(THE PROBLEM): Can you express the entries, from their very beginning through the line containing "top-left (0, 1191), bottom-right (326, 1344)", as a JSON list of strings with one string per line and blank lines dropped?

*** DATA RECORDS

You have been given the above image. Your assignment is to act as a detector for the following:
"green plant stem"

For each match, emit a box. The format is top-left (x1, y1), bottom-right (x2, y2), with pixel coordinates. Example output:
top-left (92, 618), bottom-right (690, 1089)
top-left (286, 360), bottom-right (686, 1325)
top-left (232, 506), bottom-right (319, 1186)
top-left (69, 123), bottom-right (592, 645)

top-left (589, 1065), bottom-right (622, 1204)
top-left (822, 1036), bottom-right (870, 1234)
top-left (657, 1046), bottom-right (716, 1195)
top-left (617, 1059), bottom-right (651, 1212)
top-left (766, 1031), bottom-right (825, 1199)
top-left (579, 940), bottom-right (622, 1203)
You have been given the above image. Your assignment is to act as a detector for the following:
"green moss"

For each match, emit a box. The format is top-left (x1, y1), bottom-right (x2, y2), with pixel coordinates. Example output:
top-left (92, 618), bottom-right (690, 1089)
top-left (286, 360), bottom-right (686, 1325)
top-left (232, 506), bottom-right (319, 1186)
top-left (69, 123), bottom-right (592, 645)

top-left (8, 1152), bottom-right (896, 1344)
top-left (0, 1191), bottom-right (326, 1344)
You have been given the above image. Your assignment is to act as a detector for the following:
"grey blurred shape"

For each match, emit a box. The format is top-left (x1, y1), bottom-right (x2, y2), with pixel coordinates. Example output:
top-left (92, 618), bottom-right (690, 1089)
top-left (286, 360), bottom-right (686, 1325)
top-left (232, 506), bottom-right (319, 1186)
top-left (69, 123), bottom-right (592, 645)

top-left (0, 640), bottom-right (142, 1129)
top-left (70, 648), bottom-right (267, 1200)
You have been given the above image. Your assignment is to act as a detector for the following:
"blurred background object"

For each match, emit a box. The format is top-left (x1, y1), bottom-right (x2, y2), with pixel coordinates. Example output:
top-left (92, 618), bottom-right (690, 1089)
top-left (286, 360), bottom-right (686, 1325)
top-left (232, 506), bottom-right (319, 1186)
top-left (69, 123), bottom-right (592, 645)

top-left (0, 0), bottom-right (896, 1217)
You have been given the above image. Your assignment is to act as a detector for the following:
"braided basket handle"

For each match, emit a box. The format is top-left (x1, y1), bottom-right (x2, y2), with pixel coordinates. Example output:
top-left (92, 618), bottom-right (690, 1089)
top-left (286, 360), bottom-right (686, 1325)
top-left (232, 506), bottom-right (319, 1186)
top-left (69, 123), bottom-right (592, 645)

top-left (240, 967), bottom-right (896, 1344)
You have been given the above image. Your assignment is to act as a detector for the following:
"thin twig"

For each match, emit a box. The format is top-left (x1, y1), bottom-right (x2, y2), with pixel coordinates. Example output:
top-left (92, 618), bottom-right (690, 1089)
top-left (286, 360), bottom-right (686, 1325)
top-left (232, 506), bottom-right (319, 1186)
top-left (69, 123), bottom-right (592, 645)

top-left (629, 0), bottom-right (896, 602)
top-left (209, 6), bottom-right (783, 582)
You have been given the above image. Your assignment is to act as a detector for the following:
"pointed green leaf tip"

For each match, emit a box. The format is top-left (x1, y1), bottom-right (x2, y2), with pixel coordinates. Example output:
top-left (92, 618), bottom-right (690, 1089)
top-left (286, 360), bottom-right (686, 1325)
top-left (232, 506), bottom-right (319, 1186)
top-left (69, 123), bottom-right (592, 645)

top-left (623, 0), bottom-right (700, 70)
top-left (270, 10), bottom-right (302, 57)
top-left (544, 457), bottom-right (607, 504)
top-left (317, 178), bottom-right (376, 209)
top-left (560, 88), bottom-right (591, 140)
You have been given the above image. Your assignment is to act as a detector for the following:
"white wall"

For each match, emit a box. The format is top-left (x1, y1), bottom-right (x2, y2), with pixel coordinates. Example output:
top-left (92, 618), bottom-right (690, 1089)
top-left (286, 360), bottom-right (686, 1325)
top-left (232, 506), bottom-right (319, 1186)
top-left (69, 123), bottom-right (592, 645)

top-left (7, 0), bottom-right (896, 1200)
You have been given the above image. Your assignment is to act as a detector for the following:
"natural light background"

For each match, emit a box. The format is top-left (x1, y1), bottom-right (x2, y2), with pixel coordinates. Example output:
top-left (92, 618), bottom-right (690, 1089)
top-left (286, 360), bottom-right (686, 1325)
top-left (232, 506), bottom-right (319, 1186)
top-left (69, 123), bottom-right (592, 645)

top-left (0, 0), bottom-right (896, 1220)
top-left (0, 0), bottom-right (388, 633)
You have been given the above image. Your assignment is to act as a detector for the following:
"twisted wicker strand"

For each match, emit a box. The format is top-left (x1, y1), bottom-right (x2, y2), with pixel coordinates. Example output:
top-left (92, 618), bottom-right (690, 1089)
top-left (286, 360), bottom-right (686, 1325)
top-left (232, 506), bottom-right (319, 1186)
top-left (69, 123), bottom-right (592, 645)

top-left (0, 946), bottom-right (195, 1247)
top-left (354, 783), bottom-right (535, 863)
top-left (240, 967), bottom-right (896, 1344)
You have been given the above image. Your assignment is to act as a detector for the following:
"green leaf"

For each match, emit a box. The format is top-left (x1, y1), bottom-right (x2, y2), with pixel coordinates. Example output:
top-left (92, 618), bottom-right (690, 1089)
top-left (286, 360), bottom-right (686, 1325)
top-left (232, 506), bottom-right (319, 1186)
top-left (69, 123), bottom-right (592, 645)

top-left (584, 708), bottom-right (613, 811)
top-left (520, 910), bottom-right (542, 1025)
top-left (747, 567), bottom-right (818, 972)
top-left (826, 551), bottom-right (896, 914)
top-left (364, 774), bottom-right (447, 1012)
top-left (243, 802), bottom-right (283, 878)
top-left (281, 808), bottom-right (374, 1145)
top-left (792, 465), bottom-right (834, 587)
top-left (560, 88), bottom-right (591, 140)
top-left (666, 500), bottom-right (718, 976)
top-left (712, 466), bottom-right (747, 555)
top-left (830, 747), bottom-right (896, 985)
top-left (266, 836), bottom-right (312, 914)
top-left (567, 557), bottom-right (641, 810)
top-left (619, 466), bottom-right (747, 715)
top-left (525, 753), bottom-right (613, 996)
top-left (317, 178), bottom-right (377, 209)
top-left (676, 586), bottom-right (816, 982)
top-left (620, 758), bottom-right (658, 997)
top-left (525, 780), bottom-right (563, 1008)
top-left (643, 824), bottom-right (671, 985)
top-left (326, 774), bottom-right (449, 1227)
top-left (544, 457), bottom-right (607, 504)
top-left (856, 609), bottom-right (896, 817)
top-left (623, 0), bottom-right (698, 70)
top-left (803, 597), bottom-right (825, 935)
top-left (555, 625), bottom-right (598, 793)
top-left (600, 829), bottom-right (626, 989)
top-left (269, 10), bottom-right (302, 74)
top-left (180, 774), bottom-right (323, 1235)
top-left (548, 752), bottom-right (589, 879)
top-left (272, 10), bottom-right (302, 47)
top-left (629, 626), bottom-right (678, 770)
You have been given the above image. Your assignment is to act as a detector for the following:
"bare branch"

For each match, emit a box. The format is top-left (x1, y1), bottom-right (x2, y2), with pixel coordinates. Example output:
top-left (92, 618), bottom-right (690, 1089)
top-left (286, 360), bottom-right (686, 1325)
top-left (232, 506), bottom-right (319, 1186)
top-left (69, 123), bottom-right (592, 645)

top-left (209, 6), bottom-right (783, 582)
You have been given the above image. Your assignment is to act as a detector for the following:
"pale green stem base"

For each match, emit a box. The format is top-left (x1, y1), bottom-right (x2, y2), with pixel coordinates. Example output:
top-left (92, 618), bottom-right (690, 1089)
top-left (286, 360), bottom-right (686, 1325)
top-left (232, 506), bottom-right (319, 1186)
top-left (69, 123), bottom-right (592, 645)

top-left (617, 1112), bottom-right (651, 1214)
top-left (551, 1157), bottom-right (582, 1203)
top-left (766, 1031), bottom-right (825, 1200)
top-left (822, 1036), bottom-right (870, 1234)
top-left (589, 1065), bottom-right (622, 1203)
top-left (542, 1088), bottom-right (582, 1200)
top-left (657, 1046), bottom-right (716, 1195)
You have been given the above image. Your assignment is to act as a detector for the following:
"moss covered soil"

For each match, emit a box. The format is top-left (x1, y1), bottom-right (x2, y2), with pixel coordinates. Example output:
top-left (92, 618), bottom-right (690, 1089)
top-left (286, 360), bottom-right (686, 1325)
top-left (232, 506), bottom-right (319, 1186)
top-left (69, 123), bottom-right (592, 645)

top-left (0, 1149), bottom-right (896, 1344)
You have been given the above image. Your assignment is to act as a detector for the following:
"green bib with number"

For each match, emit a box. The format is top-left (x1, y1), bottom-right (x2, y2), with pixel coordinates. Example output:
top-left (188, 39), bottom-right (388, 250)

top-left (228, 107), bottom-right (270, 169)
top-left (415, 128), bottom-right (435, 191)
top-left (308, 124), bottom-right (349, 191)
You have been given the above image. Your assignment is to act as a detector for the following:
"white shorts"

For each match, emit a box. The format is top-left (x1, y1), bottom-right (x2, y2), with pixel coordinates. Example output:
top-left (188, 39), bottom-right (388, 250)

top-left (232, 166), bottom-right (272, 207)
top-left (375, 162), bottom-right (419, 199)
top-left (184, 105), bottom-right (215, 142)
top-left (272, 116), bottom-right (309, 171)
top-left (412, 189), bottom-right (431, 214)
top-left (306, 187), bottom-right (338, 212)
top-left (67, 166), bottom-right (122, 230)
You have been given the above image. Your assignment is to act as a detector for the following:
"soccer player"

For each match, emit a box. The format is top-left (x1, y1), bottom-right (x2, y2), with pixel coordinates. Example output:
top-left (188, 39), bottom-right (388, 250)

******

(WRITTEN ANSWER):
[
  "You have been given the above image. Your assignment is to act as a detector for the following:",
  "\"green plant stem\"",
  "For each match, emit a box. The format is top-left (x1, y1), bottom-right (x2, y2), with pixel coordinates. Example output:",
  "top-left (92, 618), bottom-right (690, 1089)",
  "top-left (286, 360), bottom-right (686, 1325)",
  "top-left (232, 506), bottom-right (319, 1186)",
  "top-left (69, 123), bottom-right (592, 645)",
  "top-left (589, 1065), bottom-right (622, 1204)",
  "top-left (822, 1036), bottom-right (870, 1234)",
  "top-left (657, 1046), bottom-right (716, 1195)",
  "top-left (617, 1059), bottom-right (651, 1212)",
  "top-left (766, 1031), bottom-right (825, 1199)",
  "top-left (579, 940), bottom-right (622, 1203)",
  "You have been given the above image. Your assignment is to act as a detector for the following:",
  "\"green moss\"",
  "For each match, emit a box. The format is top-left (x1, y1), bottom-right (x2, y2), with pixel coordinates. Example output:",
  "top-left (92, 618), bottom-right (690, 1089)",
  "top-left (286, 360), bottom-right (686, 1325)",
  "top-left (232, 506), bottom-right (319, 1186)",
  "top-left (69, 123), bottom-right (592, 645)",
  "top-left (8, 1152), bottom-right (896, 1344)",
  "top-left (0, 1191), bottom-right (326, 1344)"
]